What is required
Format the lines of the material below as a JSON list of strings, one string per line, with blank lines omitted. Include only the lines from the one containing "the photo above." through the end of the material.

Extracted data entries
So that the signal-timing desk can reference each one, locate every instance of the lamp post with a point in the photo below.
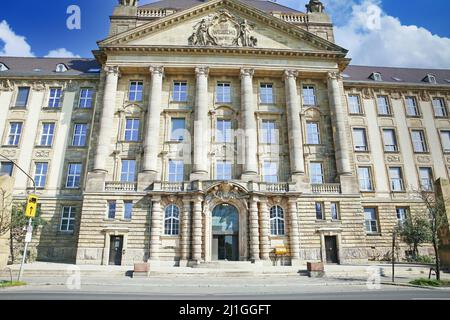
(29, 226)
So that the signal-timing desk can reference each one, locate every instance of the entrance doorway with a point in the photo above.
(225, 231)
(115, 251)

Result of the task
[
  "So that the signal-timing desk can reference each one, locate every instance of the entrance doorway with a point in the photo above.",
  "(225, 231)",
  "(115, 251)"
]